PROBLEM DESCRIPTION
Output all of the data below exactly as given.

━━━━━━

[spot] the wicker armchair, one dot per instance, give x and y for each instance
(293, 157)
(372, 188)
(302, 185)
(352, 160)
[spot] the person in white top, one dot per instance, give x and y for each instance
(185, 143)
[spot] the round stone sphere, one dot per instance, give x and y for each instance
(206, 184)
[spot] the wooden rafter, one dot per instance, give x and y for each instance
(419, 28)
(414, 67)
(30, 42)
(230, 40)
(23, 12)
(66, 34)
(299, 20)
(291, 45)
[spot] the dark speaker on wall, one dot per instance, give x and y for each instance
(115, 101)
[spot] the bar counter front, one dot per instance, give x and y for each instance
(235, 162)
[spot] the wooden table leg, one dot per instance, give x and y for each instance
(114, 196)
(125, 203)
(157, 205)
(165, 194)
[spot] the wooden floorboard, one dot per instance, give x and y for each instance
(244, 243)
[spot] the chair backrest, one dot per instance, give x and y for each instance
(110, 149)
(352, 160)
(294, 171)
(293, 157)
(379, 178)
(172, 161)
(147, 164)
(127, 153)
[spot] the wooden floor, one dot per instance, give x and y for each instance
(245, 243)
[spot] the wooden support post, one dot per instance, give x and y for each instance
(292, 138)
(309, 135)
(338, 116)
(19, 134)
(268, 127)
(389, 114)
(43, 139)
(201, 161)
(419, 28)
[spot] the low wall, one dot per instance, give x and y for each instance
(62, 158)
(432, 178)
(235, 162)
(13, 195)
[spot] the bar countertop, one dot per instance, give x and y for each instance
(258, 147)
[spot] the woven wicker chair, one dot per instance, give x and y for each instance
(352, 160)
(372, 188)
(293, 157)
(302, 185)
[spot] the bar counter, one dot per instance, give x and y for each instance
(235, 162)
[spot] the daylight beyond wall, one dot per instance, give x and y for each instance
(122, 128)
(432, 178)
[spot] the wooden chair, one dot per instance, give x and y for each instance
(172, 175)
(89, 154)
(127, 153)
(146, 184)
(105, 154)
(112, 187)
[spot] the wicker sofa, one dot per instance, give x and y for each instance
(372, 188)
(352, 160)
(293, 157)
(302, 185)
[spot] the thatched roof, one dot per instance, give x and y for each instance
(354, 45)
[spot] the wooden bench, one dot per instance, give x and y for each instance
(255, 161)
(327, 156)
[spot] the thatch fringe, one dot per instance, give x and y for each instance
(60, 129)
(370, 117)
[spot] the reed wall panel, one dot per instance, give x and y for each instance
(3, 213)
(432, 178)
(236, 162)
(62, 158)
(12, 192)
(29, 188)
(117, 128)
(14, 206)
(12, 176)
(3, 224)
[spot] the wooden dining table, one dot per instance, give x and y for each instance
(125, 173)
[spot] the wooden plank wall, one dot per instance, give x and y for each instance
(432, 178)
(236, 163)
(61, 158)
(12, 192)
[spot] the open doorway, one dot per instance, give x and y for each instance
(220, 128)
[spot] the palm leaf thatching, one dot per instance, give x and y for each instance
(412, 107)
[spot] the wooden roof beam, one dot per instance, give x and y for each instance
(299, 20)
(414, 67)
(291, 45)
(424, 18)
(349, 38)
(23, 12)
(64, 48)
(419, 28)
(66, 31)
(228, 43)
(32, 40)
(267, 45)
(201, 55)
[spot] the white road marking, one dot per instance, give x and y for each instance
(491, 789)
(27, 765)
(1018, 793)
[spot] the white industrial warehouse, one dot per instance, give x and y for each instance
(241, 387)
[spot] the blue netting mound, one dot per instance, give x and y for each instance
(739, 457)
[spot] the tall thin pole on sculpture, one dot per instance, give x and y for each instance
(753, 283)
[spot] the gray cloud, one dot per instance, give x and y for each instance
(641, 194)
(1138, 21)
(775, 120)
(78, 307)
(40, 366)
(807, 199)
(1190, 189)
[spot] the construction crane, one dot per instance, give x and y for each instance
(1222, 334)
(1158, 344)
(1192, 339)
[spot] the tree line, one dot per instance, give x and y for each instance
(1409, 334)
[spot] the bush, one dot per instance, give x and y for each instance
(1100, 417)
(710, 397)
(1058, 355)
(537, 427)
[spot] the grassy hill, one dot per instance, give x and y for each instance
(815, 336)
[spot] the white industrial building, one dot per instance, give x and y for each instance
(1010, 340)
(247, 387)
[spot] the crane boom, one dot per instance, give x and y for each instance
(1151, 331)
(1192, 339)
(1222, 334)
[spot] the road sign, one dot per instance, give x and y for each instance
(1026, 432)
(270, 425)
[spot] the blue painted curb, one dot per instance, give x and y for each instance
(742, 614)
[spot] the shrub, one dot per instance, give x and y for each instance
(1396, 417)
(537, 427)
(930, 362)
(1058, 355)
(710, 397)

━━━━━━

ANSWER TO THIS PROBLEM
[spot] the wicker armchair, one dot per instance, give x and y for each instance
(293, 157)
(372, 188)
(302, 185)
(352, 160)
[spot] the person in white top, one dot per instance, give x and y for each instance
(185, 143)
[spot] the round stone sphere, one dot per instance, give x and y for each instance
(206, 184)
[spot] the wooden rafter, one dot per instance, give x and y for each instance
(419, 28)
(414, 67)
(30, 42)
(230, 40)
(23, 12)
(66, 34)
(299, 20)
(291, 45)
[spot] the dark speaker on wall, one dot per instance, give x and y for each instance
(115, 101)
[spot] the bar counter front, one dot per instance, give x and y for each instance
(235, 162)
[spot] the wooden table leg, one dot per instance, give x and y for each instance
(114, 196)
(125, 203)
(157, 205)
(165, 194)
[spot] the wooden floorboard, one dot per instance, give x and y for each instance
(244, 243)
[spot] the chair backrest, one dot per instance, give x and y for each instance
(110, 149)
(352, 160)
(294, 171)
(293, 157)
(379, 178)
(172, 161)
(147, 164)
(127, 153)
[spot] the wooden floor, one dot per instance, give x and y for each instance
(245, 243)
[spot] the wooden support post, one dot per instance, give x and y for each instance
(292, 138)
(309, 135)
(338, 116)
(19, 134)
(268, 127)
(389, 114)
(43, 139)
(201, 161)
(419, 28)
[spot] the low wall, one dot per instance, give x and y for each instance
(62, 158)
(432, 178)
(235, 162)
(13, 195)
[spot] the bar countertop, one dot per instance, give x and y for each instance
(258, 147)
[spot] the woven wicker chair, one dot per instance, give x and y for each instance
(352, 160)
(372, 188)
(293, 157)
(302, 185)
[spot] the bar counter, one dot per instance, give x and y for each instance
(235, 162)
[spot] the daylight beyond wall, one dot per instance, give x and y for each instance
(122, 128)
(432, 178)
[spot] the wooden chair, one dot per instance, give x and y for each instance
(172, 175)
(89, 154)
(127, 153)
(146, 184)
(105, 154)
(112, 187)
[spot] the wicker sofa, one dot per instance, give x and y for each instance
(372, 188)
(352, 160)
(293, 157)
(302, 185)
[spot] the thatched roof, one dot per instance, give x and y for each instance
(354, 45)
[spot] the wooden bench, one dot per instance, give x and y for each instance
(255, 161)
(327, 156)
[spot] the thatch fringe, one dot per instance, give x and y for each instance
(60, 129)
(370, 117)
[spot] the reed wall panel, one dot per instance, give x and y for each instance
(3, 213)
(432, 178)
(236, 162)
(62, 158)
(12, 192)
(29, 188)
(117, 128)
(14, 206)
(12, 176)
(3, 224)
[spot] the wooden dining table, one dot per instance, give x and y for each instance
(125, 173)
[spot] the wooden plank wall, one dot per instance, give x and y for each instance
(432, 178)
(236, 163)
(61, 158)
(12, 192)
[spot] the open doorway, one dot per instance, give x and y for each instance
(220, 128)
[spot] the palm leaf thatching, one dot per instance, give x and y for each instance
(412, 107)
[spot] the wooden roof beam, one dot per instance, give x and y for each instance
(299, 20)
(414, 67)
(291, 45)
(424, 18)
(349, 38)
(23, 12)
(64, 48)
(419, 28)
(66, 31)
(228, 43)
(32, 40)
(267, 45)
(201, 55)
[spot] the white road marking, one dot per instance, give x and y for each instance
(491, 789)
(27, 765)
(1018, 793)
[spot] the white industrial warehouse, one dot per instance, give x and y for each instance
(241, 387)
[spot] the blue netting mound, one dot per instance, give x and y for each instance
(739, 457)
[spot] the tall thin pole on sculpture, one dot per instance, give x and y for each instance
(753, 283)
[spot] the gray cloud, one dot per instance, give x and y for each instance
(641, 194)
(1138, 21)
(775, 120)
(78, 307)
(40, 366)
(807, 199)
(1190, 189)
[spot] the construction crane, one dot per instance, give x and y for each instance
(1222, 334)
(1158, 344)
(1192, 339)
[spot] the tree line, one dot per instance, give x and y for each instance
(1409, 334)
[spot] the bush, one dot per instance, give x and y for each instance
(1100, 417)
(710, 397)
(1058, 355)
(537, 427)
[spot] the grassy hill, one dot per instance, give x and y for each instance
(815, 336)
[spot] the white industrial building, one dot per instance, give x and y for each instance
(1010, 340)
(247, 387)
[spot] the crane boom, one dot per instance, give x and y for each instance
(1151, 331)
(1192, 339)
(1222, 334)
[spot] the road sign, one dot per instance, give x and y for each instance
(1026, 432)
(270, 425)
[spot] the blue painted curb, one dot per instance, give x and y for each instance
(742, 614)
[spot] the shrub, one dot per instance, give x and y for each instance
(1396, 417)
(537, 427)
(930, 362)
(1058, 355)
(710, 397)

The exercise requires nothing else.